-- Text passage --
The name shebang comes from an inexact contraction of SHArp bang or haSH bang, referring to the two typical Unix names of the two characters. Unix jargon uses sharp or hash (and sometimes, even, mesh) to refer to the number sign character and bang to refer to the exclamation point, hence shebang. Another theory on sh in shebang's name is from default shell sh, usually invoked with shebang.[2]

History

The shebang was introduced by Dennis Ritchie between Edition 7 and 8 at Bell Laboratories. It was then also added to the BSD releases from Berkeley's Computer Science Reasearch (present at 4BSD and activated by default by 4.2BSD)[3]. As ATT Bell Labs Edition 8 Unix, and later editions, were not released to the public, the first widely known appearance of this feature was on BSD.

Portability

Shebangs specify absolute paths to system executables; this can cause problems on systems which have non-standard file system layouts (such as GoboLinux or NixOS). Even when systems have fairly standard paths, it is quite possible for variants of the same operating system to have different locations for the desired interpreter.

In the absence of rigidly standardized locations for each interpreter, the shebang would on some systems try to execute something that doesn't exist where the shebang says it is. Therefore shebangs can limit the portability of the file.

Because of this it is not uncommon to need to edit the shebang line after copying a script from one computer to another because the path that was coded into the script may not apply on a new machine, depending on the consistency in past convention of placement of the interpreter. For this and other reasons, POSIX does not standardize the feature.

Often, the program /usr/bin/env can be used to circumvent this limitation. This approach may introduce vulnerabilities that expose information or gain unauthorized root access and does not grant 100% portability.[4] There are still some portability issues with OpenServer 5.0.6 and Unicos 9.0.2 which have only /bin/env and no /usr/bin/env [5]

Another portability problem is the interpretation of the command arguments. Some systems do not split up the arguments; for example, when running the script with the first line like,

#!/usr/bin/env python -c

it will be invoked as,

/usr/bin/env "python -c"

That is, "python -c" will be passed as one argument to /usr/bin/env, rather than two arguments, "python" and "-c". On Linux, this will lead to the error message,

/usr/bin/env: python -c: No such file or directory

Cygwin also behaves this way. Some other systems handle the arguments differently.

Another common problem is scripts containing a DOS newline immediately after the shebang, perhaps as a result of being edited on a system that uses DOS newlines, such as Microsoft Windows. Some systems then interpret the carriage return character as part of the interpreter command, resulting in error messages like these when the script is executed:

sh: ./test.sh: not found [No such file or directory]
-bash: ./test.sh: /bin/sh^M: bad interpreter: No such file or directory

Plan 9 from Bell Labs demands that a shebang be present when trying to execute a text file to specify the interpreter, unlike many Unix-like systems which will assume it is /bin/sh when no shebang is present. For example, a shell script should have the line

#!/bin/rc

at the top. If the shebang is omitted, the system would say "exec header invalid".

-- Dataset records --

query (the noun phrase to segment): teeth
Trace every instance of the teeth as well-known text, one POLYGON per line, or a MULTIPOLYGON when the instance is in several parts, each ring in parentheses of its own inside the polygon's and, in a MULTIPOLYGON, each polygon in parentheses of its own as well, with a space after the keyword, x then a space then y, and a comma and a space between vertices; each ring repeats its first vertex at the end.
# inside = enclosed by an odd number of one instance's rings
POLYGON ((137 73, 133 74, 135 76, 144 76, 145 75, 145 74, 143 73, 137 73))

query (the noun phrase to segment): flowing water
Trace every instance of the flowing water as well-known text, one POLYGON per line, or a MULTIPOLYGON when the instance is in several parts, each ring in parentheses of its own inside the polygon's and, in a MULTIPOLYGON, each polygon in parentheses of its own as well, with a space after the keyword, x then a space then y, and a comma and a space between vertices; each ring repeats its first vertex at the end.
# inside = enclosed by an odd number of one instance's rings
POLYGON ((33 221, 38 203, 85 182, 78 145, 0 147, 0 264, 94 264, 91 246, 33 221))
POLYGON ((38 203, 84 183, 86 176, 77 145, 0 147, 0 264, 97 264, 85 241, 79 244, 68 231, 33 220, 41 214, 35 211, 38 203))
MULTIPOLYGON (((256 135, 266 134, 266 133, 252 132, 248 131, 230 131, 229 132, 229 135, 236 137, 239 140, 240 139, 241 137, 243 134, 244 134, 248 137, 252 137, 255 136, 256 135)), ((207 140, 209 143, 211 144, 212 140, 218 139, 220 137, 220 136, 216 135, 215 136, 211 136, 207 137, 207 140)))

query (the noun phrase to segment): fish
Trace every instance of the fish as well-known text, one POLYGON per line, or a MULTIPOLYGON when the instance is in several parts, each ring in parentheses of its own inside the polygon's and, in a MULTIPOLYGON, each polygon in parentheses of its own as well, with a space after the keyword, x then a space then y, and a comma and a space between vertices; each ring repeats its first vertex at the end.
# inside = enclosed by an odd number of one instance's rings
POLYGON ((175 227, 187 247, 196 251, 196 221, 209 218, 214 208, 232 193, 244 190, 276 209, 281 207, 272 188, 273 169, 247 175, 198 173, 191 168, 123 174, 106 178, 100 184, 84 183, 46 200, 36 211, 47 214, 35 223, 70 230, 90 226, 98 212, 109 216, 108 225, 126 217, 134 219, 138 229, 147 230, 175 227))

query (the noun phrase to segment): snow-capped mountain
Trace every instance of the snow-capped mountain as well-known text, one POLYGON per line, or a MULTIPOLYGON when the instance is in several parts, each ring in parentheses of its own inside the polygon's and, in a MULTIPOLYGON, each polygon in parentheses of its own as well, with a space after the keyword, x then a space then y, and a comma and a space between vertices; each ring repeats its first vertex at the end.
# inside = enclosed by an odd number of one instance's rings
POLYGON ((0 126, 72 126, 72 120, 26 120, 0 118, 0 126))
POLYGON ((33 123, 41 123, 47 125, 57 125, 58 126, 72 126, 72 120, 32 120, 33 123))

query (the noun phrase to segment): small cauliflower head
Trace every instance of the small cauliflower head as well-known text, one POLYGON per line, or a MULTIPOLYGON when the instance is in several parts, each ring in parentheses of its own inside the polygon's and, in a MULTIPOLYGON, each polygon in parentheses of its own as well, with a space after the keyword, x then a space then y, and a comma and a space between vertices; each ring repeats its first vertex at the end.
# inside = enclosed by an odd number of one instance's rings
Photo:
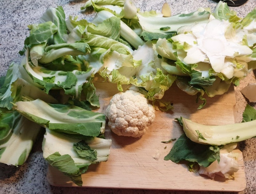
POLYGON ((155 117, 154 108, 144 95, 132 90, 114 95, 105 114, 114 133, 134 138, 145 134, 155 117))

--

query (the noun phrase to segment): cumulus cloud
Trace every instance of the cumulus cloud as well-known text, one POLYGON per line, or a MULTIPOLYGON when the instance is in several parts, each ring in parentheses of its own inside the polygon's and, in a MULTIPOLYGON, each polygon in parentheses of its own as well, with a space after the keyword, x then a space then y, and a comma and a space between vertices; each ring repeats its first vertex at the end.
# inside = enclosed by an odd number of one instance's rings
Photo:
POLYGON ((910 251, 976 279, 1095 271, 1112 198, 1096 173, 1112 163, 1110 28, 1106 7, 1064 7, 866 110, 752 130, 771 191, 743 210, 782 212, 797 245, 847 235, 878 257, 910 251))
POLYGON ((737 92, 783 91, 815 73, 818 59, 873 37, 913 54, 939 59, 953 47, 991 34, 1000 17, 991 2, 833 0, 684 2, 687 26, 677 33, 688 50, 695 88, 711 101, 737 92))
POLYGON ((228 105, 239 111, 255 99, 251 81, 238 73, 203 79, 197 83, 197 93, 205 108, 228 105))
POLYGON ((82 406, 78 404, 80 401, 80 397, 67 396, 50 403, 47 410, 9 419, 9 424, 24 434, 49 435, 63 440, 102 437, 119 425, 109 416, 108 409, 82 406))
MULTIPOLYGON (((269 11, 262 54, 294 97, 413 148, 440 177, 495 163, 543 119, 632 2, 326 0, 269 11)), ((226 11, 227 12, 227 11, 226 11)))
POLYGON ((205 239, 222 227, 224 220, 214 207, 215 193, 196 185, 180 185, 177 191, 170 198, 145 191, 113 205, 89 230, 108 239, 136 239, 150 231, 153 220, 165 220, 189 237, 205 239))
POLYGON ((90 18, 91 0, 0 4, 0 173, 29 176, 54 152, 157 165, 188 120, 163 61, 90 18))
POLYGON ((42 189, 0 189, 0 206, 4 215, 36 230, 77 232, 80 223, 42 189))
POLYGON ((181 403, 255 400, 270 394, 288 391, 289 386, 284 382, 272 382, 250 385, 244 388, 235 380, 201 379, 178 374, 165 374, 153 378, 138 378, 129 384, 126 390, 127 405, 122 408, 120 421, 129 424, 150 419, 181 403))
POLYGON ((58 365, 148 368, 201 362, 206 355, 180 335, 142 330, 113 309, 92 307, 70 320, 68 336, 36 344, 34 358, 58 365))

-- Written exercise --
From the shebang passage, extract the part that opens with the words containing "The name shebang" and closes with "was on BSD.", copying it word for word. The listing has nothing to do with what is asked here.

-- Answer in full --
The name shebang comes from an inexact contraction of SHArp bang or haSH bang, referring to the two typical Unix names of the two characters. Unix jargon uses sharp or hash (and sometimes, even, mesh) to refer to the number sign character and bang to refer to the exclamation point, hence shebang. Another theory on sh in shebang's name is from default shell sh, usually invoked with shebang.[2]

History

The shebang was introduced by Dennis Ritchie between Edition 7 and 8 at Bell Laboratories. It was then also added to the BSD releases from Berkeley's Computer Science Reasearch (present at 4BSD and activated by default by 4.2BSD)[3]. As ATT Bell Labs Edition 8 Unix, and later editions, were not released to the public, the first widely known appearance of this feature was on BSD.